··· Source document ···

I am writing a dialogue between two characters in "Groom Service", I don't know if I am on the right track. I will appreciate it if you culd help me to read through this conversation nad make suggestions. I really appreciate our contributuion.

After Martha and Blanche finished conversing about their children courting, they head home to discuss their idea with their children. Bernard, a twenty-two year old with large teeth, dark eye, thick brows and long and broad hands; was drawing with charcoal on a piece of driftwood, when his mother returned home that afternoon. On hearing his mother foot step, he assumes a position of someone who is about to do something important. Martha realised her son sloth behaviour but made no comment. She threw the sketch in cooking fire without looking at it and start to talk to him about the conversation that transpire between her and his son future mother-in-law.
Martha: (announced) well, it’s arranged, I spent an endless morning with your future mother-in-law and before I left she had agreed to let you come to see Marie. Don’t thing it was easy.
Bernard: (Bernard’s eyes followed his mother’s movements as she crossed the floor and sat in exhaustion on the bed)
Martha: (She pushed off her boots, still caked with beach mud, and rubbed her feet together. She wore no socks)
Bernard: Marie? (He said at last). She’s too young. You should have asked me first.
Martha: (she’s glare clapped a hand over his mouth)
Bernard: (he tried again) I know they are good family. I know you want to do right for me. But you could… we could have discussed this. I mean, I think of her as a little girl, not a wife. (The word a stranger on Bernard’s tongue vibrated in the air.)
Martha: (lost patience) Stop Whining. Who do you think of as a wife? Doris?
Bernard: (blushed)

···

▸ Your instructions:
Please write out the passage of the "Groom Service" dialogue draft from "Bernard: (he tried" to "a wife? Doris?" word for word.

··· Extracted records ···

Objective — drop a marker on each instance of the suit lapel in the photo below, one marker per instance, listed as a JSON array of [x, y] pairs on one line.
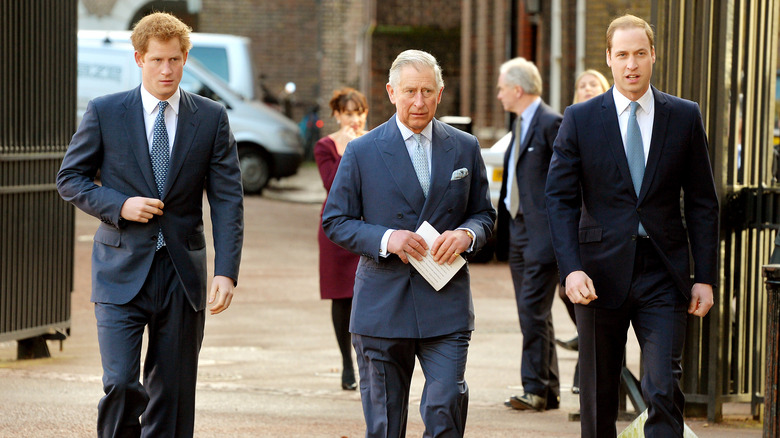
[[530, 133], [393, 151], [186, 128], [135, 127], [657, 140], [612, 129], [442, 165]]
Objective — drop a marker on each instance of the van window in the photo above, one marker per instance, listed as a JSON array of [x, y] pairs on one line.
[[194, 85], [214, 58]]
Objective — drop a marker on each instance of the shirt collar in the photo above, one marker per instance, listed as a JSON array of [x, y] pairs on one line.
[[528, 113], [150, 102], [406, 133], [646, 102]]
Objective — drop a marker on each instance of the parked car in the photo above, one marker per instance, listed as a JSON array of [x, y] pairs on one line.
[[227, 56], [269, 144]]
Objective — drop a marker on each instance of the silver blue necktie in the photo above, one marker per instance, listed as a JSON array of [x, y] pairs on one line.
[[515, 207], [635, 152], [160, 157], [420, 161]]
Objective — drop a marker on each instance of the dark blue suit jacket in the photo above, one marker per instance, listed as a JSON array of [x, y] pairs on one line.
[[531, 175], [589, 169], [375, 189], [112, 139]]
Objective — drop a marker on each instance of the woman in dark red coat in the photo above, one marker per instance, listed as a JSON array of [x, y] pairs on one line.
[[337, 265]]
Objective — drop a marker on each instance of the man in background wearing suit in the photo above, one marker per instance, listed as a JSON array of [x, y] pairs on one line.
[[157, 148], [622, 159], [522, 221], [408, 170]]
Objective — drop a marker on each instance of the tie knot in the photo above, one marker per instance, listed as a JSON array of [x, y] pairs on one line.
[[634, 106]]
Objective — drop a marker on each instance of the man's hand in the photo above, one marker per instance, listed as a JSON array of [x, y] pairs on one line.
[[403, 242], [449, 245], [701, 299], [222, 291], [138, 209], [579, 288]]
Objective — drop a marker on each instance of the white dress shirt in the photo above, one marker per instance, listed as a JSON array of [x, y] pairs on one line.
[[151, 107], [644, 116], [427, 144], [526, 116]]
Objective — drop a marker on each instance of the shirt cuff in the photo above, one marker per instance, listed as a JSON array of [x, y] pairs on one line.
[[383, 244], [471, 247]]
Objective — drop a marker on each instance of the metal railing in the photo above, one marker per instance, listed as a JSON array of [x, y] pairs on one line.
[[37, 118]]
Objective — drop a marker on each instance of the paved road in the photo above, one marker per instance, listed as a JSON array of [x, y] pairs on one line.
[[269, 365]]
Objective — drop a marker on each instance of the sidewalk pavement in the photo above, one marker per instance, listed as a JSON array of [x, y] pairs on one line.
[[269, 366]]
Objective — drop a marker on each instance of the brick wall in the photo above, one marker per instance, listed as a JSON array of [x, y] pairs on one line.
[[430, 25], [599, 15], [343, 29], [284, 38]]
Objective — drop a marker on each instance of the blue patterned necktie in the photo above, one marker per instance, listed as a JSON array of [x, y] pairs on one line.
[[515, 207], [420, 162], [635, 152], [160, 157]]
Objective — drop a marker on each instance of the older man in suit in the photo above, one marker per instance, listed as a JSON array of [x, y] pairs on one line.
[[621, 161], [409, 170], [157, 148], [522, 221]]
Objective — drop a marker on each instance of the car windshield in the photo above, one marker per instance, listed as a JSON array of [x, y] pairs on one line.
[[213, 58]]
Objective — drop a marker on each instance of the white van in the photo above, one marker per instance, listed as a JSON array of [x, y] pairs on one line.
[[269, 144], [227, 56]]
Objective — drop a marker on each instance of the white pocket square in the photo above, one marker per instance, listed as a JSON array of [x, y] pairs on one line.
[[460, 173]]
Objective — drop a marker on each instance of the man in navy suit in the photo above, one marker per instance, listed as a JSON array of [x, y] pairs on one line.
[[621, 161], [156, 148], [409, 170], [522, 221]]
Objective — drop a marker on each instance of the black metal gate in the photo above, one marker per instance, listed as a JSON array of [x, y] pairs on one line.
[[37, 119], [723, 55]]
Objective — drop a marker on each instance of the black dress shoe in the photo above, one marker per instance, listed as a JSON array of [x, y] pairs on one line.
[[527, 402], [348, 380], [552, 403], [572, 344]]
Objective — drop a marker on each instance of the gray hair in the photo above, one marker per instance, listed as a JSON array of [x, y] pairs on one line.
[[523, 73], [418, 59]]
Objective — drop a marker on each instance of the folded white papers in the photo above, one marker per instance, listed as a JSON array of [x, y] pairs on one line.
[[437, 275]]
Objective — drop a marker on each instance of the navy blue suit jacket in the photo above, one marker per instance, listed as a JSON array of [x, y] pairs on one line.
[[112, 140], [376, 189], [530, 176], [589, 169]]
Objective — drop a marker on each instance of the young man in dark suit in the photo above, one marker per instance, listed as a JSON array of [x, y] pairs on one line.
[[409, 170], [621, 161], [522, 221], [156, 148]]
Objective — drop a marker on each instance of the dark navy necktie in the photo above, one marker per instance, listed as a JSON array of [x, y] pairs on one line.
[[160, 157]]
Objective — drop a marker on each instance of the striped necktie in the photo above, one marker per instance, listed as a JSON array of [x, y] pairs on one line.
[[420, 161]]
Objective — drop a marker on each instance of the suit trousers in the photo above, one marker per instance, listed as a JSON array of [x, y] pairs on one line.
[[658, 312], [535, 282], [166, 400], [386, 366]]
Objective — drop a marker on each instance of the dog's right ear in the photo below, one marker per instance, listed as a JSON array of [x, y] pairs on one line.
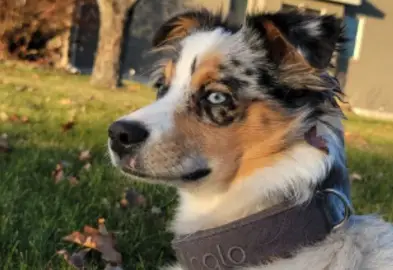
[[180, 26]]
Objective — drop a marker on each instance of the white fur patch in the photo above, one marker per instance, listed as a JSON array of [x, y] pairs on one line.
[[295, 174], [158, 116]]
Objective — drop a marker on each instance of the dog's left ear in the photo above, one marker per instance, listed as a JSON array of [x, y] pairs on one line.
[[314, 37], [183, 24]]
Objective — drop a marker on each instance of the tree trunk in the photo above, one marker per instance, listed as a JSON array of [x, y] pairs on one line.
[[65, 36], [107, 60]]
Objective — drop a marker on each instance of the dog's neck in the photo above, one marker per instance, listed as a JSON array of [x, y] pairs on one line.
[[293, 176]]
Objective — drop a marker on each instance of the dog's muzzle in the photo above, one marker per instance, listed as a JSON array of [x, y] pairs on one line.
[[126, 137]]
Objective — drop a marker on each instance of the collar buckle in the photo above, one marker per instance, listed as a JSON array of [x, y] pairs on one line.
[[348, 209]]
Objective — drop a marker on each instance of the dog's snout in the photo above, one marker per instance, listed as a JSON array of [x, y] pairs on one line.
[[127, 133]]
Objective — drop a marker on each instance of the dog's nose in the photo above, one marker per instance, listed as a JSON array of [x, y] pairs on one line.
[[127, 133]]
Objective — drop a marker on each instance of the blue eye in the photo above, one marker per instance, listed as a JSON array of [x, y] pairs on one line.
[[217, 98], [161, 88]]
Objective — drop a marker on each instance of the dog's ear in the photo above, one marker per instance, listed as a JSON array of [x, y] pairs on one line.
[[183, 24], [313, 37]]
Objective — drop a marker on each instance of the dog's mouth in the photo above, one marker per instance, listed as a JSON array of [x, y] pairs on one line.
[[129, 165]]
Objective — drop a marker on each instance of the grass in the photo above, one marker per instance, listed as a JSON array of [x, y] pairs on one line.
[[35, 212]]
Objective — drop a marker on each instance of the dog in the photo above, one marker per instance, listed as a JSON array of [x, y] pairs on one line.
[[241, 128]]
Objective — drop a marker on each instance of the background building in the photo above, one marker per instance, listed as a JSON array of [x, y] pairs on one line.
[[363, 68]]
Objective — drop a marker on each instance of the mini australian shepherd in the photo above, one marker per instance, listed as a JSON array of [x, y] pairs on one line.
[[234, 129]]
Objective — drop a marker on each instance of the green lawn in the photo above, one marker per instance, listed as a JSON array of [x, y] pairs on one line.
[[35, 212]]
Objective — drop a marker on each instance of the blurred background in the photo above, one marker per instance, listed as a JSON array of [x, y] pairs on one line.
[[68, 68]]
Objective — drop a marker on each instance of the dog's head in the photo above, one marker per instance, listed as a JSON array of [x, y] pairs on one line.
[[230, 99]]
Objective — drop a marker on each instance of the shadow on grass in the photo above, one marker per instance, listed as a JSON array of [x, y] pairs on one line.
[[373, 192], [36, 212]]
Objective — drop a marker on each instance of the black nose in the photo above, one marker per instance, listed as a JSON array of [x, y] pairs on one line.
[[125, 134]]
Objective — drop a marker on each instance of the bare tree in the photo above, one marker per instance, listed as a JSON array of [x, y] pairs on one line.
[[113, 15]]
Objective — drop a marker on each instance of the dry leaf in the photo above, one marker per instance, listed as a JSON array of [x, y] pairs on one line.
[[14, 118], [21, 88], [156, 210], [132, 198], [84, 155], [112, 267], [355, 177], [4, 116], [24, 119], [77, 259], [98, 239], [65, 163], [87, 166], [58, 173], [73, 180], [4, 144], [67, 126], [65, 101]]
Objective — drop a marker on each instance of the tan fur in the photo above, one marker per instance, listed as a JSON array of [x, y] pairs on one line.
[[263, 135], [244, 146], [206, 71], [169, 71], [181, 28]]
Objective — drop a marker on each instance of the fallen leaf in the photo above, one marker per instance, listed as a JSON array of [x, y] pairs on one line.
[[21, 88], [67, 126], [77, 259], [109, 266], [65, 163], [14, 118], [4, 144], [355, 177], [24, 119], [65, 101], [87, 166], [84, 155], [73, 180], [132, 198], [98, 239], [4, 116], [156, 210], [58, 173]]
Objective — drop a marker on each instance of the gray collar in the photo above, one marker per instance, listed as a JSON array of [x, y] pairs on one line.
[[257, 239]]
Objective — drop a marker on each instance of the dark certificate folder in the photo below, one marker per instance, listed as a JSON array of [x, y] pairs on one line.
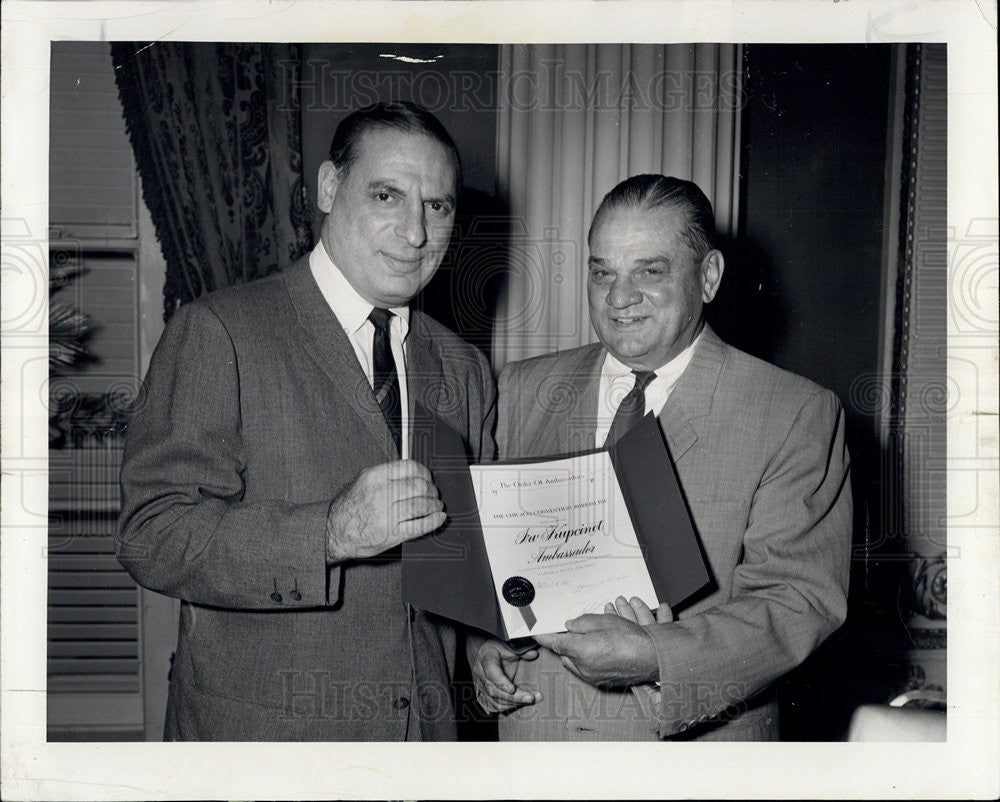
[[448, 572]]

···

▸ Worked answer:
Bernard: (he tried again) I know they are good family. I know you want to do right for me. But you could… we could have discussed this. I mean, I think of her as a little girl, not a wife. (The word a stranger on Bernard’s tongue vibrated in the air.)
Martha: (lost patience) Stop Whining. Who do you think of as a wife? Doris?